To do: Extend the article below on Miami-Dade residency restrictions that push sex offenders into homelessness, starting after its final sentence.

Florida sex offenders pushed into homelessness; ACLU pushes back

The Julia Tuttle Causeway Bridge was home to nearly 100 sex offenders until public outcry forced a cleanup in 2010. No more sex offenders living under that bridge. Whew.

The Miami-Dade County residency restrictions -- some offenders are prohibited from living within 2500 feet of a school -- that pushed sex offenders to that bridge are still in force, so where do sex offenders live now? Beside the railroad tracks.
Rather than helping people recently released from prison identify housing suitable under the Miami-Dade ordinance, its probation officers instead direct those unable to find housing to the tracks. Many at the tracks tell the same story of this surreal experience. 
After learning they had nowhere to live, their probation officers wrote down a street intersection on a piece of paper. The officers instructed them to either go to the location or go back to prison. Arriving at the intersection, the probationers walked around for hours in disbelief. They expected to find some sort of house or building, but eventually grasped the barren truth: They had been sent to live on an empty lot.
What could possibly justify a government knowingly forcing its citizens into homelessness? If you were a Miami-Dade official, your answer would be "public safety." And you would be wrong.
The article at the link has several links to research showing that residency restrictions do nothing to improve public safety. This is not secret research that only club members can see. This is research freely, easily available to legislators everywhere.

Raw data:
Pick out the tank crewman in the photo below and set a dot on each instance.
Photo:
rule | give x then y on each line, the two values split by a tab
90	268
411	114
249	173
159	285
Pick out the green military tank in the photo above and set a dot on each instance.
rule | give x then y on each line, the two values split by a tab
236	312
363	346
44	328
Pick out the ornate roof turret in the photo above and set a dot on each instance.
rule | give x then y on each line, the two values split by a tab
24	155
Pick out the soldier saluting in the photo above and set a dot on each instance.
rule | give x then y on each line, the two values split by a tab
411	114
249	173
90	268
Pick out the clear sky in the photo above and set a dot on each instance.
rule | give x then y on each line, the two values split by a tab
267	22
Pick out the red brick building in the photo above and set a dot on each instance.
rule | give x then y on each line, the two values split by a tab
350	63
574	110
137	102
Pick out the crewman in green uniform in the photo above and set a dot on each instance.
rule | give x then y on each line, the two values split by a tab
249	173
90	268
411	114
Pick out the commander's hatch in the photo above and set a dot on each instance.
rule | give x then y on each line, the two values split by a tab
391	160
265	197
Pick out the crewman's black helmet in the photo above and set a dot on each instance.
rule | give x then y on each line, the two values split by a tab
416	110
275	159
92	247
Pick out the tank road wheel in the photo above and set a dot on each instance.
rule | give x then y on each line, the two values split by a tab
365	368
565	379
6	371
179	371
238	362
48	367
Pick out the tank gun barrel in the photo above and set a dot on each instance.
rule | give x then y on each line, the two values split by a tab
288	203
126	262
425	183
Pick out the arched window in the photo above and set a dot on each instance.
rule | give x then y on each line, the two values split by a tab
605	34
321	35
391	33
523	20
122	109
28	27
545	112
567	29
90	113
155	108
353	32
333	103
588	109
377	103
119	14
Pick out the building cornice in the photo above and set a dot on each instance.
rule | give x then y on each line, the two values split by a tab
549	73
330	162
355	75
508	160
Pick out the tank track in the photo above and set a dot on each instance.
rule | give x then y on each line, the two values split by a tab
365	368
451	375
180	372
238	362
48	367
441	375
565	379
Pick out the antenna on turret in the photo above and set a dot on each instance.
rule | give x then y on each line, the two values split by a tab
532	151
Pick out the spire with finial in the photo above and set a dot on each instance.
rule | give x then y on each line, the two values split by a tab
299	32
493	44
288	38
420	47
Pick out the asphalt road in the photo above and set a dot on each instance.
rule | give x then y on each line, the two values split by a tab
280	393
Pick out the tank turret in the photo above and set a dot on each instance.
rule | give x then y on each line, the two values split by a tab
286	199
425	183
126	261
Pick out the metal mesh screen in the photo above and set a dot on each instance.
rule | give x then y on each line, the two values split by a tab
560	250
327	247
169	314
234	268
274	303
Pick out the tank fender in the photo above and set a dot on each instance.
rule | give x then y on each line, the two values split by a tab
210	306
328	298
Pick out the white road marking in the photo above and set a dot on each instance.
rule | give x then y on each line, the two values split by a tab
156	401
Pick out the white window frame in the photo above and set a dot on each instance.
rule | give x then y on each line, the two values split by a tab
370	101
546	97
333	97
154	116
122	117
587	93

Result below:
Residency restrictions are not only ineffectual and counterproductive. They are cruel. By depriving people of the fundamental right to personal security and driving them into homelessness, Miami-Dade is violating the Constitution's basic promise of due process. In response, the ACLU and the ACLU of Florida today filed a lawsuit challenging the county's residency restrictions on behalf of three plaintiffs made homeless by this toxic ordinance and the Florida Action Committee, a nonprofit organization that tries to identify housing for those impacted by the ordinance. [My emphasis.]
The time has come for Miami-Dade County to turn away from this failed public policy.
Miami-Dade County is far from the only place where citizens are told residency restrictions will increase public safety. 

It is time for all of them to turn toward decisions backed by research and away from calculated fear-mongering.